Every line below should be copied out exactly.
*** SOURCE RECORDS ***
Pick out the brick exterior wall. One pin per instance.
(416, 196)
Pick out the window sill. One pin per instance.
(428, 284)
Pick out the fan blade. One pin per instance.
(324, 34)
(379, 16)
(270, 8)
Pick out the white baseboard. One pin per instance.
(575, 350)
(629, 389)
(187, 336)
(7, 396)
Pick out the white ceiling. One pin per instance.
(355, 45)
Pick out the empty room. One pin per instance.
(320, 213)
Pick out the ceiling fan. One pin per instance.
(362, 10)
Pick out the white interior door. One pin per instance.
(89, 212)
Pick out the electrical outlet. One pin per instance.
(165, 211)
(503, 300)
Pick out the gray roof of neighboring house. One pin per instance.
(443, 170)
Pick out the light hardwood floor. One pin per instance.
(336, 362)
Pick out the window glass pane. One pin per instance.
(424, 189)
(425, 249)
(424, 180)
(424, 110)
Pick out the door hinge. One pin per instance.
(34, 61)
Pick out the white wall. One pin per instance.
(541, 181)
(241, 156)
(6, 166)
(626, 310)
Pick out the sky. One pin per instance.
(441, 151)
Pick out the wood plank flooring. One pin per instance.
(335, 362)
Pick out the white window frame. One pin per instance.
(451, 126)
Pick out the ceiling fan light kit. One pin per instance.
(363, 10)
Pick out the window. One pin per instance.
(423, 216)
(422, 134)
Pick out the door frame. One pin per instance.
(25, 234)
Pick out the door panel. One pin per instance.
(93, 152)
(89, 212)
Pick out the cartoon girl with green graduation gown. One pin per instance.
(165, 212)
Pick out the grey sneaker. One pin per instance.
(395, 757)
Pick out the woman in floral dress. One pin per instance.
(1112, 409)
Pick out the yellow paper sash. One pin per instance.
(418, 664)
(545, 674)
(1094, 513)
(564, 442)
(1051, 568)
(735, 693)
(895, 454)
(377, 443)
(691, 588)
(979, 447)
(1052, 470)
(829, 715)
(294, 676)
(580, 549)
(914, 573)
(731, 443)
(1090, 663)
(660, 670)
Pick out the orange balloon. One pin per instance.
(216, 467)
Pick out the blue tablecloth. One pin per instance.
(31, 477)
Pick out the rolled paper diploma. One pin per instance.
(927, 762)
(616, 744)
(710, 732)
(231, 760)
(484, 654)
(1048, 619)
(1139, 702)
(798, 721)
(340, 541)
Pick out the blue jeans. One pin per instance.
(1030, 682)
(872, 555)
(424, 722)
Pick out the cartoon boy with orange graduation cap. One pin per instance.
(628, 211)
*** End of SOURCE RECORDS ***
▸ **SOLUTION TO THIS TASK**
Pick out the brick exterior wall. One pin per instance.
(416, 196)
Pick out the window sill. One pin per instance.
(428, 284)
Pick out the fan blade. One pin per instance.
(324, 34)
(379, 16)
(270, 8)
Pick out the white baseboard. One pin per instance.
(575, 350)
(629, 389)
(187, 336)
(7, 396)
Pick out the white ceiling. One pin per instance.
(355, 45)
Pick out the empty room. One pin per instance.
(320, 213)
Pick out the ceiling fan. One pin per instance.
(362, 10)
Pick out the white interior door. One pin per instance.
(89, 212)
Pick out the electrical outlet. One pin per instance.
(165, 211)
(503, 300)
Pick out the gray roof of neighboring house. One pin per instance.
(443, 170)
Pick out the light hardwood floor. One pin per instance.
(336, 362)
Pick out the window glass pane. One pin per instance.
(424, 189)
(425, 249)
(424, 180)
(424, 110)
Pick out the door hinge. One pin per instance.
(34, 61)
Pick out the white wall. One pin per instance.
(541, 181)
(241, 156)
(6, 166)
(626, 310)
Pick out the sky. One pin per instance.
(441, 151)
Pick out the wood plank flooring. One pin per instance.
(335, 362)
Pick out the white window frame. One pin per instance.
(451, 126)
Pick out the ceiling fan light kit. One pin per instance.
(363, 10)
Pick out the window. One pin per instance.
(423, 216)
(422, 134)
Pick out the door frame. One pin per instance.
(25, 234)
Pick out the door panel. One pin per instance.
(93, 152)
(89, 212)
Pick out the cartoon girl with green graduation gown. One pin per instance.
(165, 212)
Pick out the grey sneaker. One pin per instance.
(395, 757)
Pick out the woman in floral dress. One pin per instance.
(1112, 409)
Pick out the yellow paper sash. One pin per instance.
(418, 664)
(545, 674)
(1094, 513)
(564, 442)
(1051, 568)
(735, 693)
(895, 454)
(377, 443)
(691, 588)
(979, 447)
(1052, 470)
(829, 715)
(294, 676)
(580, 549)
(914, 573)
(731, 443)
(1090, 663)
(660, 670)
Pick out the orange balloon. One pin per instance.
(216, 467)
Pick out the blue tablecloth. One pin per instance.
(31, 477)
Pick out the rolled paper diploma. One pin per instance.
(927, 762)
(616, 744)
(710, 732)
(231, 760)
(484, 654)
(1048, 619)
(1139, 702)
(798, 721)
(340, 541)
Pick out the blue jeans. One pin per instance.
(1030, 682)
(872, 555)
(424, 722)
Pick out the cartoon boy with orange graduation cap. One pin per instance.
(628, 211)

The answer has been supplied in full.